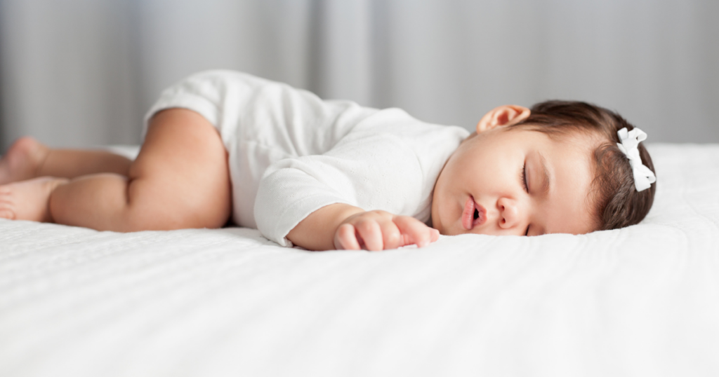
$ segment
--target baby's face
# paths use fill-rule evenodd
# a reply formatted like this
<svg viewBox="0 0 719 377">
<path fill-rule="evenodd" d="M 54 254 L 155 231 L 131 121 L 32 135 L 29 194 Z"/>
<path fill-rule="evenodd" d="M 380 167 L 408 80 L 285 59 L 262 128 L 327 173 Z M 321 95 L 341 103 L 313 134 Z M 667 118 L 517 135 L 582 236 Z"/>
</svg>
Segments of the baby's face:
<svg viewBox="0 0 719 377">
<path fill-rule="evenodd" d="M 550 139 L 502 126 L 471 136 L 452 155 L 435 184 L 434 228 L 446 235 L 596 230 L 587 200 L 596 144 L 579 134 Z"/>
</svg>

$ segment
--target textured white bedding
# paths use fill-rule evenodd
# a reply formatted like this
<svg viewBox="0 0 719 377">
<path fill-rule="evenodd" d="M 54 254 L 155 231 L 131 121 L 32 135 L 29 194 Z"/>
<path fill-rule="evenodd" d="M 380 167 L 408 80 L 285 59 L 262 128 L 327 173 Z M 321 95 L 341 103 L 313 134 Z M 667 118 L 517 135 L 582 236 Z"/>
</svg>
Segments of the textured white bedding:
<svg viewBox="0 0 719 377">
<path fill-rule="evenodd" d="M 719 376 L 719 146 L 636 226 L 308 252 L 0 220 L 0 376 Z"/>
</svg>

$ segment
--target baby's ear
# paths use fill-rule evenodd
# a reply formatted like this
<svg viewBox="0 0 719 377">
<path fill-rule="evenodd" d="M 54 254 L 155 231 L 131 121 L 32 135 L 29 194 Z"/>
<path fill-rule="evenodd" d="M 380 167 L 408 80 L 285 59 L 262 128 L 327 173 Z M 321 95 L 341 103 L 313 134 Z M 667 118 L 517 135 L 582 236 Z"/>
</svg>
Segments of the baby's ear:
<svg viewBox="0 0 719 377">
<path fill-rule="evenodd" d="M 531 111 L 524 106 L 504 105 L 493 108 L 477 124 L 477 133 L 480 134 L 495 127 L 503 127 L 518 124 L 529 116 Z"/>
</svg>

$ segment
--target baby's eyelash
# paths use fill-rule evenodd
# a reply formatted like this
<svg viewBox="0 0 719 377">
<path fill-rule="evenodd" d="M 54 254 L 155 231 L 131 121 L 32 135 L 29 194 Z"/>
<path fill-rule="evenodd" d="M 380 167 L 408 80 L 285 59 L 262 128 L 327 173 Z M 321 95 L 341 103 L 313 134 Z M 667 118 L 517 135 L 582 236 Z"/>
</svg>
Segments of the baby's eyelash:
<svg viewBox="0 0 719 377">
<path fill-rule="evenodd" d="M 522 165 L 522 172 L 519 175 L 519 179 L 520 179 L 521 181 L 522 181 L 522 187 L 524 187 L 524 191 L 526 191 L 527 192 L 529 192 L 529 187 L 527 187 L 527 170 L 526 170 L 526 167 L 527 167 L 527 164 L 525 162 Z"/>
</svg>

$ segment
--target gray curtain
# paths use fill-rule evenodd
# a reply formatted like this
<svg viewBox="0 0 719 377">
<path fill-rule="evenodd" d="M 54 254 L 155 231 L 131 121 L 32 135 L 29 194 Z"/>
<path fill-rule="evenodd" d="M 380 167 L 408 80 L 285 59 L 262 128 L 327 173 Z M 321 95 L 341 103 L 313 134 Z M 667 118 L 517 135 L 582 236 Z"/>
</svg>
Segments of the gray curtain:
<svg viewBox="0 0 719 377">
<path fill-rule="evenodd" d="M 139 141 L 162 89 L 229 68 L 472 129 L 591 101 L 649 141 L 719 142 L 719 2 L 0 0 L 0 149 Z"/>
</svg>

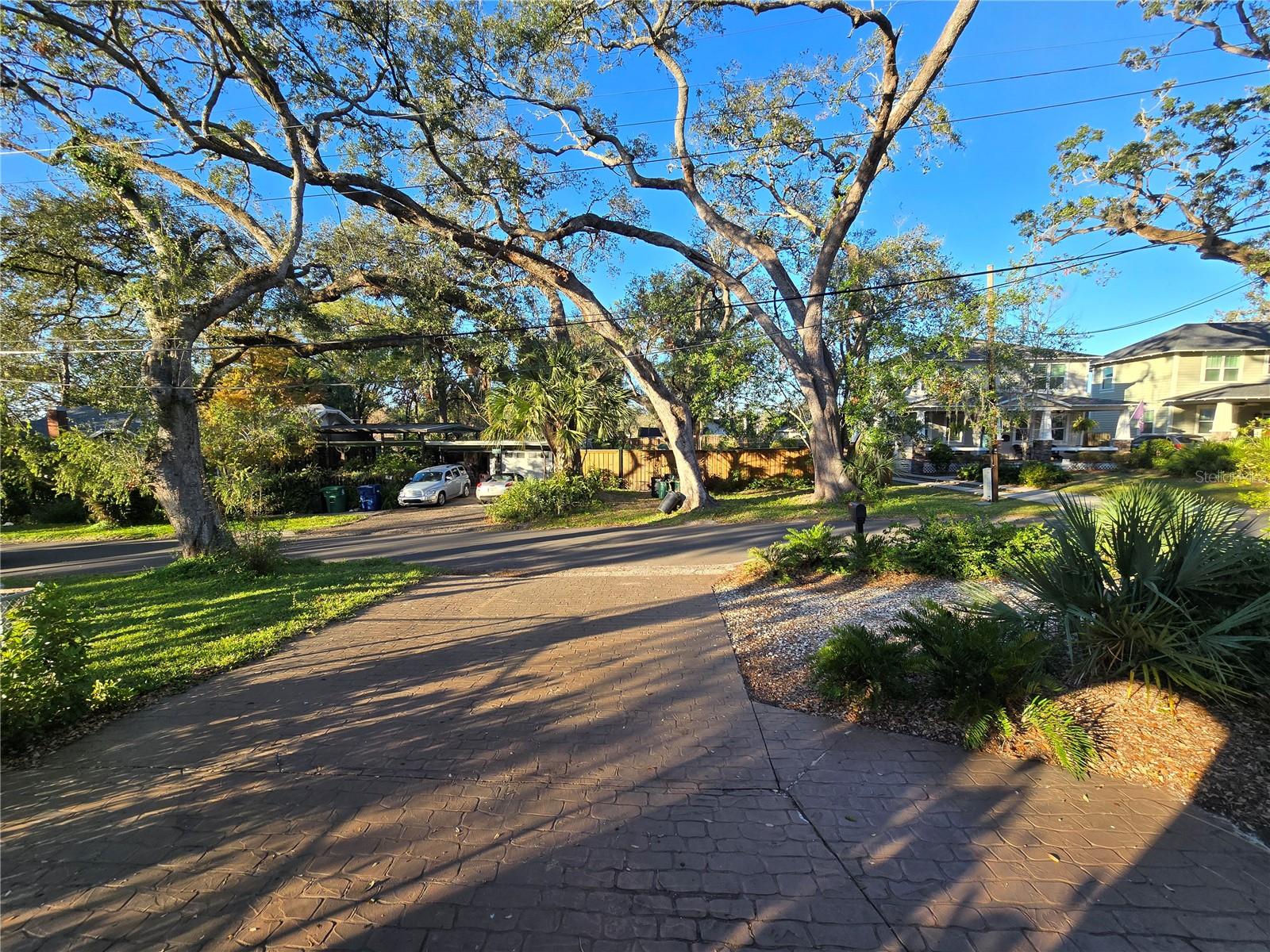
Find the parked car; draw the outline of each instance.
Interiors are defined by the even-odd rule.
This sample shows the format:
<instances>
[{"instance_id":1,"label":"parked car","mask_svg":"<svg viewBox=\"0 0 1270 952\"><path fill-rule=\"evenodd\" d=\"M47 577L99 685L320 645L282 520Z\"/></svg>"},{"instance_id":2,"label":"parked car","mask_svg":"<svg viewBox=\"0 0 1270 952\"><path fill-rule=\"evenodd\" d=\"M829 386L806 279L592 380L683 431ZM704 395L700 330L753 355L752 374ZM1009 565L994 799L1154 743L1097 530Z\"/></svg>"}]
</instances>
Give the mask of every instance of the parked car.
<instances>
[{"instance_id":1,"label":"parked car","mask_svg":"<svg viewBox=\"0 0 1270 952\"><path fill-rule=\"evenodd\" d=\"M485 476L476 484L476 501L493 503L516 482L523 482L525 477L518 472L495 472Z\"/></svg>"},{"instance_id":2,"label":"parked car","mask_svg":"<svg viewBox=\"0 0 1270 952\"><path fill-rule=\"evenodd\" d=\"M398 493L398 505L444 505L471 493L467 470L457 463L419 470Z\"/></svg>"},{"instance_id":3,"label":"parked car","mask_svg":"<svg viewBox=\"0 0 1270 952\"><path fill-rule=\"evenodd\" d=\"M1189 433L1139 433L1137 437L1129 440L1129 447L1137 449L1144 443L1149 443L1153 439L1166 439L1173 444L1173 449L1181 449L1191 443L1203 443L1203 437L1193 437Z\"/></svg>"}]
</instances>

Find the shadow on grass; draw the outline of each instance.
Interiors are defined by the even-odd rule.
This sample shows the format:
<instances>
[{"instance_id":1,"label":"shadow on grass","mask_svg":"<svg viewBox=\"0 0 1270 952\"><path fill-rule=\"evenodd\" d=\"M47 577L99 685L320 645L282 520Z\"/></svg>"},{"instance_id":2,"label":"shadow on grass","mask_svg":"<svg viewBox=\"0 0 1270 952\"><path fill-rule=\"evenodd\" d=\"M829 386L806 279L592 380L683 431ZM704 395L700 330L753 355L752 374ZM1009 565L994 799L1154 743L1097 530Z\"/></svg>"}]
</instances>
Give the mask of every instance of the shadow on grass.
<instances>
[{"instance_id":1,"label":"shadow on grass","mask_svg":"<svg viewBox=\"0 0 1270 952\"><path fill-rule=\"evenodd\" d=\"M700 581L433 580L5 786L14 949L1267 938L1158 792L752 704Z\"/></svg>"}]
</instances>

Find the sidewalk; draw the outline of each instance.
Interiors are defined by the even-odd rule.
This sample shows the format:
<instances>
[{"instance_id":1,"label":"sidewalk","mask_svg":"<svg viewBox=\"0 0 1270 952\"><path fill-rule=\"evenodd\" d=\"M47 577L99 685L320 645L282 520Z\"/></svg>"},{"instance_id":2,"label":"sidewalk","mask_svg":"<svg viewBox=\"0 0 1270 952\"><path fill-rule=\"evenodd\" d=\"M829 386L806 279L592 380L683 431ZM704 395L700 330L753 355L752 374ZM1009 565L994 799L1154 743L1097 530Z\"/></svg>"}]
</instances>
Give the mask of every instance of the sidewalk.
<instances>
[{"instance_id":1,"label":"sidewalk","mask_svg":"<svg viewBox=\"0 0 1270 952\"><path fill-rule=\"evenodd\" d=\"M1166 793L754 704L710 565L448 576L5 776L19 949L1264 949Z\"/></svg>"}]
</instances>

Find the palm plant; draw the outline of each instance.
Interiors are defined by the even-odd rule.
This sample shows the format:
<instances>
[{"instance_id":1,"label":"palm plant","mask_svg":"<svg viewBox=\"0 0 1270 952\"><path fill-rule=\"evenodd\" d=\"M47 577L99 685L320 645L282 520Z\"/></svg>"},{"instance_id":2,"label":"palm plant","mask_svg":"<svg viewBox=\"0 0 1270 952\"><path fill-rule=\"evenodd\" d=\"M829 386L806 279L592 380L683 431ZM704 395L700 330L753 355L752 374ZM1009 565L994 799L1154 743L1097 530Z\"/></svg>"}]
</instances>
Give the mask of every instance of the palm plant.
<instances>
[{"instance_id":1,"label":"palm plant","mask_svg":"<svg viewBox=\"0 0 1270 952\"><path fill-rule=\"evenodd\" d=\"M589 438L615 439L634 413L622 372L599 352L569 341L536 344L485 399L494 439L541 435L566 473L582 470Z\"/></svg>"},{"instance_id":2,"label":"palm plant","mask_svg":"<svg viewBox=\"0 0 1270 952\"><path fill-rule=\"evenodd\" d=\"M1048 670L1053 646L1039 621L999 600L950 608L927 599L899 612L890 633L917 645L916 663L963 725L969 749L994 735L1013 736L1017 724L1036 730L1063 769L1085 777L1096 755L1093 739L1045 697L1058 682Z\"/></svg>"},{"instance_id":3,"label":"palm plant","mask_svg":"<svg viewBox=\"0 0 1270 952\"><path fill-rule=\"evenodd\" d=\"M1237 510L1138 485L1095 510L1060 498L1054 547L1008 572L1068 638L1085 679L1142 678L1161 691L1247 693L1270 645L1270 541Z\"/></svg>"}]
</instances>

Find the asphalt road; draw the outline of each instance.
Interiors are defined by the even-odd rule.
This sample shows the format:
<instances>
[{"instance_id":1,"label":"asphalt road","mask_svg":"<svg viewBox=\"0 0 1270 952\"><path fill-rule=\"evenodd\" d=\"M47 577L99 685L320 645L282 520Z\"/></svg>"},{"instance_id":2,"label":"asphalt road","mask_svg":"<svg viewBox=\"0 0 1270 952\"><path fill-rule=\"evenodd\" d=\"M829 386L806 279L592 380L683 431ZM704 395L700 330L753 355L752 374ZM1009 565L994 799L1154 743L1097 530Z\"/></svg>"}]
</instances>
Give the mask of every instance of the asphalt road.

§ **SET TASK**
Locate every line of the material that contains the string "Find" and copy each one in full.

§ **TASK RESULT**
Find the parked car; draw the outline of each instance.
Find the shadow on grass; draw the outline of each instance.
Find the sidewalk; draw the outline of each instance.
Find the palm plant; draw the outline of each instance.
Find the asphalt road; draw the outline of each instance.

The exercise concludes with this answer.